begin Entries provided

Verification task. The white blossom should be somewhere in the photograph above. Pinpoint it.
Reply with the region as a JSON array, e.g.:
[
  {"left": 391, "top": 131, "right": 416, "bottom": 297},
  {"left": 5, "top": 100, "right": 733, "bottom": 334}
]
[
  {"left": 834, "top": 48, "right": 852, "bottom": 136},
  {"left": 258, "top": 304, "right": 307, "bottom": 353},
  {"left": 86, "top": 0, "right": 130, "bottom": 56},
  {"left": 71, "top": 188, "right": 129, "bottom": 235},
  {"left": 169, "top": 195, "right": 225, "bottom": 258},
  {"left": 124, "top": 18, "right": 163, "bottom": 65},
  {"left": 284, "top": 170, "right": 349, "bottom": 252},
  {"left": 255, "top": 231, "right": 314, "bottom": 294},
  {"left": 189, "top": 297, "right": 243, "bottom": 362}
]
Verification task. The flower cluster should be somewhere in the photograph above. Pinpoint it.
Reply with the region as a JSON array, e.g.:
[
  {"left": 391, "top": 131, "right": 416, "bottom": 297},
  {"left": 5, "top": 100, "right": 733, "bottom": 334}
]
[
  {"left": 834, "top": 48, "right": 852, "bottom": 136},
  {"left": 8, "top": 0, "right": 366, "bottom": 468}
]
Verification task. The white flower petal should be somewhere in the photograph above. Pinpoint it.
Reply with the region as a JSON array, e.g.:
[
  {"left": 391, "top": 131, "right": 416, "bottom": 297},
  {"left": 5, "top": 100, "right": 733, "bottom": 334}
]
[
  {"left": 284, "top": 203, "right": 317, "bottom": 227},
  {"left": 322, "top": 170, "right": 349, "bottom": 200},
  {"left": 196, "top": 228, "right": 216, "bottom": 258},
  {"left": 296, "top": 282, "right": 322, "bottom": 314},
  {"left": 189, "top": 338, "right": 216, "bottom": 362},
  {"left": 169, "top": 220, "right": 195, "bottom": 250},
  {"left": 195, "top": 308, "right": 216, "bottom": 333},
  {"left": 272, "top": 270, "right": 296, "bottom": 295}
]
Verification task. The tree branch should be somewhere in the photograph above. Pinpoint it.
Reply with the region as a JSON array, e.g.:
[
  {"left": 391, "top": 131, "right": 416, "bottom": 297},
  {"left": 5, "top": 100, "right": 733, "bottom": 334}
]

end Entries provided

• Task description: Swap "Pinpoint" for "Locate" throughout the records and write the lines out again, leaving everything else as it is.

• Reply to the exercise:
Verification task. The white blossom should be somewhere in the photograph above. Locate it.
Reply with the region as a JSON array, e.g.:
[
  {"left": 391, "top": 131, "right": 416, "bottom": 297},
  {"left": 5, "top": 100, "right": 733, "bottom": 334}
]
[
  {"left": 834, "top": 48, "right": 852, "bottom": 136},
  {"left": 258, "top": 304, "right": 307, "bottom": 353},
  {"left": 86, "top": 0, "right": 130, "bottom": 56},
  {"left": 71, "top": 188, "right": 129, "bottom": 235},
  {"left": 169, "top": 195, "right": 225, "bottom": 258},
  {"left": 124, "top": 18, "right": 163, "bottom": 65},
  {"left": 284, "top": 170, "right": 349, "bottom": 252},
  {"left": 255, "top": 231, "right": 314, "bottom": 294},
  {"left": 189, "top": 297, "right": 243, "bottom": 362}
]
Verification task. The flower cluster should be somewhere in the photograph above. Locate it.
Reply with the region as a JSON array, e.g.:
[
  {"left": 391, "top": 131, "right": 416, "bottom": 297},
  {"left": 5, "top": 100, "right": 733, "bottom": 334}
]
[
  {"left": 834, "top": 48, "right": 852, "bottom": 136},
  {"left": 8, "top": 0, "right": 366, "bottom": 468}
]
Verification task. The white flower petal should be somewhere in the photograph above. Locate it.
Reply with the region as a JSON array, e.g.:
[
  {"left": 391, "top": 131, "right": 416, "bottom": 297},
  {"left": 5, "top": 100, "right": 733, "bottom": 334}
]
[
  {"left": 284, "top": 203, "right": 317, "bottom": 227},
  {"left": 322, "top": 170, "right": 349, "bottom": 200},
  {"left": 196, "top": 228, "right": 216, "bottom": 258},
  {"left": 296, "top": 282, "right": 322, "bottom": 314},
  {"left": 189, "top": 338, "right": 216, "bottom": 362},
  {"left": 169, "top": 220, "right": 195, "bottom": 250},
  {"left": 195, "top": 308, "right": 216, "bottom": 333},
  {"left": 272, "top": 270, "right": 296, "bottom": 295}
]
Verification task. The tree branch should be somewhere in the photograph above. Locate it.
Reply with the region as a JSON array, e.g.:
[
  {"left": 391, "top": 131, "right": 416, "bottom": 297},
  {"left": 5, "top": 100, "right": 733, "bottom": 334}
]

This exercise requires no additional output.